-------- DATA SHOWN --------
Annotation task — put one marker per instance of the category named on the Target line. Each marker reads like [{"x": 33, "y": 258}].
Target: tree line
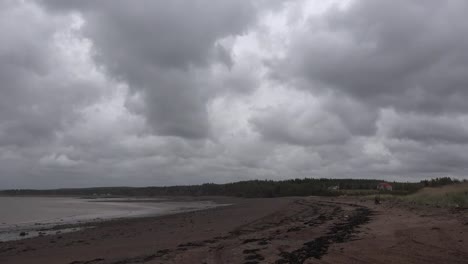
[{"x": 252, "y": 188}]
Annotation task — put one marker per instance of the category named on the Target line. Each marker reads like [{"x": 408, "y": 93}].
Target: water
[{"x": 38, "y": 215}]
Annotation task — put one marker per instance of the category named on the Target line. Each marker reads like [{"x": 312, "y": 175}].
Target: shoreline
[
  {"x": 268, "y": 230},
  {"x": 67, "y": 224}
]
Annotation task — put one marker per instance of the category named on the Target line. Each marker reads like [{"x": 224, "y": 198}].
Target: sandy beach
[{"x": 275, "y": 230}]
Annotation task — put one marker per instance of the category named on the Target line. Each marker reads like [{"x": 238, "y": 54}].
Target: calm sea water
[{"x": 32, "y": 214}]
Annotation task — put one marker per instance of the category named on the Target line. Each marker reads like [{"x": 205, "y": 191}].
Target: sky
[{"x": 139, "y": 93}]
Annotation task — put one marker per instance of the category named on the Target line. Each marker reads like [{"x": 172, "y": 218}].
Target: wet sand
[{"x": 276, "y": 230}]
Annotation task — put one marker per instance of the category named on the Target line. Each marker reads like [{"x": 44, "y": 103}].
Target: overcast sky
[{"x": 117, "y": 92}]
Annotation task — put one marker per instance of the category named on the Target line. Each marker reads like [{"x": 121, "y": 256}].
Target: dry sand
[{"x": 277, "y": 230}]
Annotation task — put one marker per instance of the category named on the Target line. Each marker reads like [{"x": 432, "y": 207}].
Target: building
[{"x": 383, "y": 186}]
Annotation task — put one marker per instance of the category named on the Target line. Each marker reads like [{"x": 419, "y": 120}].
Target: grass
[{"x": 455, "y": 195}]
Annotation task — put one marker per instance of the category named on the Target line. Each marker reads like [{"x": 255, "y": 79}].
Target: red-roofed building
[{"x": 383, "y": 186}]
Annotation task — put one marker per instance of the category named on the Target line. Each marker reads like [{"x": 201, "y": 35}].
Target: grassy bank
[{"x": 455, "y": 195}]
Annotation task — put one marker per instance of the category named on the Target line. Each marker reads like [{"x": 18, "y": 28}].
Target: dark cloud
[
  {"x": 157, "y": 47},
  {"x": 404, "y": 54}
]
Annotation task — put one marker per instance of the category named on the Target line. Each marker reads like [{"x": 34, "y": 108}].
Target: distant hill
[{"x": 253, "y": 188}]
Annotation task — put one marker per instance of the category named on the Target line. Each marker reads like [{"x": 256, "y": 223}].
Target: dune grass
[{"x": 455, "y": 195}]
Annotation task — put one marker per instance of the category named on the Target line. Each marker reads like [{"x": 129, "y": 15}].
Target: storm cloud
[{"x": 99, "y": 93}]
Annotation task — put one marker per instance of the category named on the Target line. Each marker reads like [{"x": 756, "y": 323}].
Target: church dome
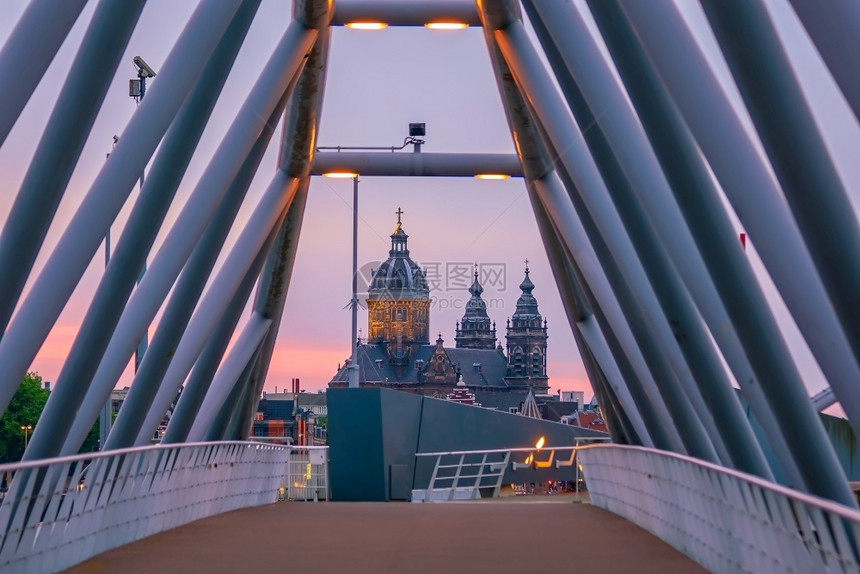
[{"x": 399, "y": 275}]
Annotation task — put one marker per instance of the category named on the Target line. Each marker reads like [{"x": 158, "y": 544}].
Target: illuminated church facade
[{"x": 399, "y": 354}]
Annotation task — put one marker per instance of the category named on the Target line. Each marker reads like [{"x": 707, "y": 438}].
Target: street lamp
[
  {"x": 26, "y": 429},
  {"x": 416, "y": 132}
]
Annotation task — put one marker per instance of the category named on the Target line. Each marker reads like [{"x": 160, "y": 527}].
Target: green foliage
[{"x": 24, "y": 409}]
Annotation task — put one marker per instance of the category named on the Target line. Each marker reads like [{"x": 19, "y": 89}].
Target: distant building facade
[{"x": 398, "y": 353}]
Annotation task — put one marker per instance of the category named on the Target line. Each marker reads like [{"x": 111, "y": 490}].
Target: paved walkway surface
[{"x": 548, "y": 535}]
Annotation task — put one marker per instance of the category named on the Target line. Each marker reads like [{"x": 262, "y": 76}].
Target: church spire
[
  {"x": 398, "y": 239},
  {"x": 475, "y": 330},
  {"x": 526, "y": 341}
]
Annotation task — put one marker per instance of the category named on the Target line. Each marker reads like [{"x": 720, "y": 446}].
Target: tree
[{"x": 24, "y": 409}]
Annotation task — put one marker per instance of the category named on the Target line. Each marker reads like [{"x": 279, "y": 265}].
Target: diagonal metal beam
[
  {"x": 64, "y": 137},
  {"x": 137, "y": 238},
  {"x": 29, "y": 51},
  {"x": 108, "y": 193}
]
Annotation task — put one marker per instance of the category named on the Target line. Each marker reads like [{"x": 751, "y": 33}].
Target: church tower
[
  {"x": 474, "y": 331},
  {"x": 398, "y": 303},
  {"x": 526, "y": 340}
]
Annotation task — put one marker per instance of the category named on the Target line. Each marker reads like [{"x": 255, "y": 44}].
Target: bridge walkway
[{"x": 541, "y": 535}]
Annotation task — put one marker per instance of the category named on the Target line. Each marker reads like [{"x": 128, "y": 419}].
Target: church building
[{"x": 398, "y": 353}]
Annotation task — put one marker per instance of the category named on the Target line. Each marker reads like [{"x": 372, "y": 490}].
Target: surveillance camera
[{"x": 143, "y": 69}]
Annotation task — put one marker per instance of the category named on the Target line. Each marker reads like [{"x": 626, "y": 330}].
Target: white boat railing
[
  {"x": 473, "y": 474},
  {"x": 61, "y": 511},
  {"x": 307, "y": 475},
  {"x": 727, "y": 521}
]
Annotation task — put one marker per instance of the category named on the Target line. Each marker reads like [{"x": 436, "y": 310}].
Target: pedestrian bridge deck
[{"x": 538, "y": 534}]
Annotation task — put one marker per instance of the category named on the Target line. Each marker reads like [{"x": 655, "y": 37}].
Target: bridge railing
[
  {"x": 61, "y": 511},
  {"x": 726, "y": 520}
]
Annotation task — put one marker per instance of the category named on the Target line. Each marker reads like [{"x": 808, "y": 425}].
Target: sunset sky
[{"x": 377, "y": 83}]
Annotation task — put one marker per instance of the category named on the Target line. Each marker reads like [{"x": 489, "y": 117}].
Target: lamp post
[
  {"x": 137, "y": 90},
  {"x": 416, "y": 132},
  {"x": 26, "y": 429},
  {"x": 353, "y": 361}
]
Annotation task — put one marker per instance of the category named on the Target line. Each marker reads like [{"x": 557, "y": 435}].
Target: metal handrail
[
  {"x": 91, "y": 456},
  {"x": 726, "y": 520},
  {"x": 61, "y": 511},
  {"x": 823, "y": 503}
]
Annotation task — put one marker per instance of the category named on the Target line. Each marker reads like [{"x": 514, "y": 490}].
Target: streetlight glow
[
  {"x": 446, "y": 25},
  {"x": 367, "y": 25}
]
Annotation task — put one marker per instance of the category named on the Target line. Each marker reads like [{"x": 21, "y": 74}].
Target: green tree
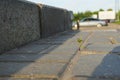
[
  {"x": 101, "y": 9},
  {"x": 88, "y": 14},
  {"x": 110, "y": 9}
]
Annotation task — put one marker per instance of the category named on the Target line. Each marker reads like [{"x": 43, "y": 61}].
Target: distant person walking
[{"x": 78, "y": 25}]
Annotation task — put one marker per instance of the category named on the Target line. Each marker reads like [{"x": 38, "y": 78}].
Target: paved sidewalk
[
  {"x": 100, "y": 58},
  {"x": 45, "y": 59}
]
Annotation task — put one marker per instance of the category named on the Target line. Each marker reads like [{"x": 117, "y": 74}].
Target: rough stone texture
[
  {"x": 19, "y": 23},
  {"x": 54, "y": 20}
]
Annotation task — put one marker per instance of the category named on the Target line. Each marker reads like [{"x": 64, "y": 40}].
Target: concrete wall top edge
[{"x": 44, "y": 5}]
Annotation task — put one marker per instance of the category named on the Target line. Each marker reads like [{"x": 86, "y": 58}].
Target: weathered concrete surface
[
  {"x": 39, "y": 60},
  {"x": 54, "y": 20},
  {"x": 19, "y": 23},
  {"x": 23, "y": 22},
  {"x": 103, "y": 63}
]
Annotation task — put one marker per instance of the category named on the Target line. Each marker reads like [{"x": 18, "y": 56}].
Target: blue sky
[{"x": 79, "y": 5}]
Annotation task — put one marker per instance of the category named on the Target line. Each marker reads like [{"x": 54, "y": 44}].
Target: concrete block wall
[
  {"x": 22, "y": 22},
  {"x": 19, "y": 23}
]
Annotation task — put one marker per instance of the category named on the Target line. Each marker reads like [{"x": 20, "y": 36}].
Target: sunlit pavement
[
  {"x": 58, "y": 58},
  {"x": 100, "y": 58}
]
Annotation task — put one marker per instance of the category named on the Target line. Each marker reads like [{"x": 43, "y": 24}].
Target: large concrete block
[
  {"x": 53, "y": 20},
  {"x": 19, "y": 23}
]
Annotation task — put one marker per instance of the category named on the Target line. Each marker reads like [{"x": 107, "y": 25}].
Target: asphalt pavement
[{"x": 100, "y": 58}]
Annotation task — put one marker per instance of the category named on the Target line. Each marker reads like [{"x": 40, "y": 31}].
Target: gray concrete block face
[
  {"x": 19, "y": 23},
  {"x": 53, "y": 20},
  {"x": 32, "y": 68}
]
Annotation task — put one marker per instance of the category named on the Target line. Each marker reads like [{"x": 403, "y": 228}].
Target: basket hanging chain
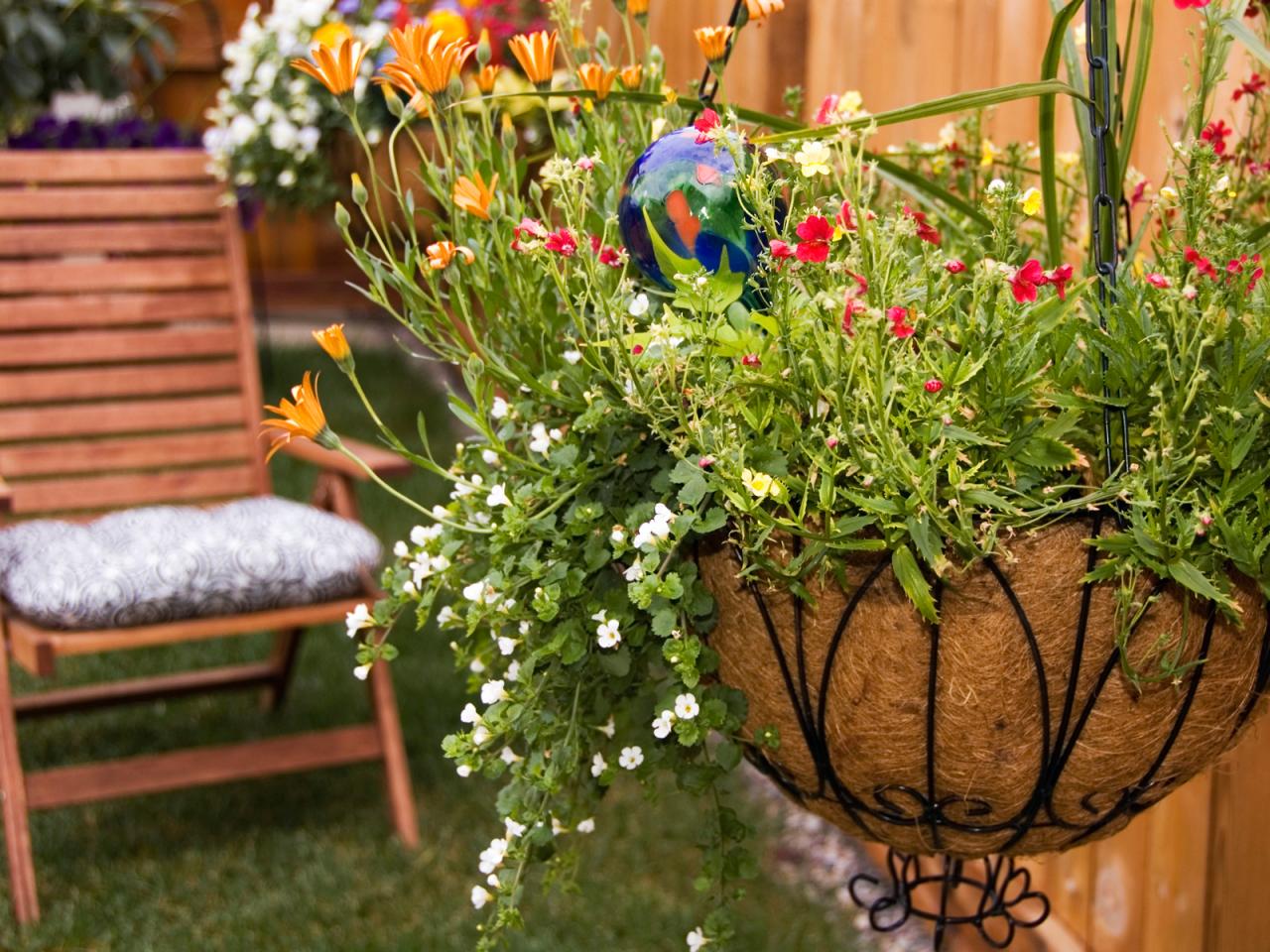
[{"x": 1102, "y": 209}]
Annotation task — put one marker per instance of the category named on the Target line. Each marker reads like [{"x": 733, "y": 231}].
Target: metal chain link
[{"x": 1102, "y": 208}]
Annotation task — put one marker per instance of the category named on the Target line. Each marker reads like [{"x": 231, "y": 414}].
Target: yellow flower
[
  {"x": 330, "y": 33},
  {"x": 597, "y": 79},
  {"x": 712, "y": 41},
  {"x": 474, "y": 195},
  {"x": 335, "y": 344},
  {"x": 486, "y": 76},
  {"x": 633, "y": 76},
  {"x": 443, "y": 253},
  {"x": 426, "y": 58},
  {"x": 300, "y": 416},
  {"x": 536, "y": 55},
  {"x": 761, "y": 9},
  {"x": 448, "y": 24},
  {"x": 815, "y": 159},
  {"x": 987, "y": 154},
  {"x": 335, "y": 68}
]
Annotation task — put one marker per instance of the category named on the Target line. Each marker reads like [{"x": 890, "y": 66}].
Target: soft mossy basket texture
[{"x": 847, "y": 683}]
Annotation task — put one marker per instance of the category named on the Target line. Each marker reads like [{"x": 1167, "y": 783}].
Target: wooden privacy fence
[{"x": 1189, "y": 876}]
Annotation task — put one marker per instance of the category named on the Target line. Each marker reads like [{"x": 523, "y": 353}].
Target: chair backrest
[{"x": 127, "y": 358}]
--------
* [THE EXERCISE] Pick out each line of the data above that contains the string "block", and copy those lines.

* [SOLVED PROBLEM]
Target: concrete block wall
Target: large concrete block
Target: gray concrete block face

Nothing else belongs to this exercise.